• Tasks to perform:
1 - From the piece about Patreon's fee change, list each means of cash transfer that the writer says is suddenly burning up the search engines.
2 - Write the next part of the piece about Patreon's fee change, picking up after its last sentence.

------ Text excerpt ------

Let’s just focus on the last one. Patreon set up a situation that was almost tailor-made for zero control of their message. They didn’t present anything that described the problem they were trying to fix; they didn’t lay out any of the alternatives considered; they didn’t present any reasons why they think their solution is good; they didn’t acknowledge any of the users (creators or supporters) that are telling them that the new solution is crap; they let a half-message out in the internet age, guaranteeing both that an incorrect conclusion was accepted as fact, and that there was no counter-narrative². Don’t even get me started on the terrible graph they tried to foist on us.

I think they think their judgment was good; I think they overlooked something critical. I was reading a couple days back (it’s only been a couple of days) that Patreon’s many decisions only really make sense for large-subscriber-count YouTube personalities³. That makes sense, given where Jack Conte’s band made its name.

But I don’t think they ever considered that most of their creator users aren’t large-subscriber-count YouTubers, and most of their supporter users aren’t supporting one or two favorite YouTubers. I’m told that Patreon has metrics and numbers on everything, so I’m sure they have the answers to these:

What percentage of all support pledges are at the one or two dollar level?
What percentage of all supporters include no high-dollar-value pledges?
How many creator-users are there vs supporter-users?

Because I’m willing to bet it’s at least 50% in each case, and those are the people who are bearing the brunt of the new fee regime. Even if it’s not true, they created a policy business model change that maybe benefits the small cohort of their users by explicitly screwing over the large cohort.

Patreon took the model of bundling pledges and charging once a month — one thing that made the service worthwhile for all of its supporters (but especially the low-dollar-value supporters), and arguably the core function of the business — and threw it away. I am unable to come up with an analogy of a company so thoroughly abandoning their own key feature. Maybe New Coke? A closer analogy would be Tesla announcing an over-the-air update in a week and a half that replaced the electrics in their cars with VW regulation-cheating diesels.

The logic of the decision is, if not in my opinion sound, at least defensible, but Patreon didn’t trust its users enough to defend it. The (best reading) incompetent or (worst reading) dishonest way they treated their user base is a mark that will persist. Kickstarter is smart enough to keep to their plans for Drip, maybe speed things up by 10%, but they won’t rush to open the gates to all; they know that as the invites go ever wider (and when they’re ready, invites are no longer needed), creators that don’t trust Patreon any more will be waiting to shift.Ko-Fi, Venmo, Paypal, Tippeee, Flattr, Google Wallet, and other means of cash transfer are suddenly burning up the search engines.

They can reverse their changes (and who knows, they may still listen to the very many, very rational reasons this change is terrible for nearly everybody), but that might arguably be worse than sticking it out; right now, every one of their users knows that Patreon will throw large changes down with little warning and bad rationale … if they reverse, they’ll be even more unpredictable than they are now.

------ Provided material ------

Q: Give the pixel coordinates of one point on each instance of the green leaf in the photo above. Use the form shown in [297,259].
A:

------

• Set of answers:
1 - Ko-Fi, Venmo, Paypal, Tippeee, Flattr, Google Wallet

2 -
In any event, the perception I see is, even from people who say Okay, I see what they were trying to do, is a variation on Wow, Patreon really thinks I’m an idiot; why am I using them? I don’t think they can regain the lost goodwill before their users scatter to the winds.

Spam of the day:

Start a gold IRA in 3 easy steps

Who is Ira, and why is he gold?

¹ The one person who is not entirely opposed to the change? On the Patreon advisory board and holds equity in Patreon. Not a good look, Green.

² That last one should cause whoever is in charge of their communications to lose their job. Expecting creators to sell a plan about which they knew nothing to the users was maybe the most egregiously incompetent thing out of many in this fiasco.

³ I’m sorry that I didn’t note who did the analysis, or where. It was very good. But just as I’m preparing to hit Publish, I came across this and holy crap.

Patreon not only doesn’t care about low-value supporters, they don’t care about low-value creators, either. This is really, really shitty Silicon Valley sociopathy at its finest, while Patreon has presented a public face of wanting to enable all creators. Instead, they just want to enable YouTubers that inspire irrational, cultish devotion.

Key Words: Public Benefit

[Updated to add: Kevin Sonney is drawing a line in the sand for Patreon — he’ll not only walk on 31 Dec if the changes aren’t rolled back, he will use his (and I can speak to this personally) considerable tech skills to help any creators that want to move off Patreon to do so, for free. He may want to get one of those take-a-number things like at the deli counter, but expect others to replicate this offer.]

[Updated to add 2: Patreon is apparently planning to levy fees on money that’s already been through the credit-card processing charges.]

There are many things I want to do today, not the least dig into the book I just received, but Patreon has other plans.

Since yesterday’s newsbreak, the consensus has formed: this new plan (not yet in effect, but only 11 days away) is pissing off the US$1 supporters¹ (who will see an overhead of nearly 40% on their pledges), the high-value supporters, the creators (to whom the change has been pitched as a benefit), those who prize honesty and transparency, pretty much everybody.

Everybody except Kickstarter, that is. If you told me that Kickstarter had bribed somebody at Patreon to make this change so as to stir up interest in Drip, I’d almost believe you.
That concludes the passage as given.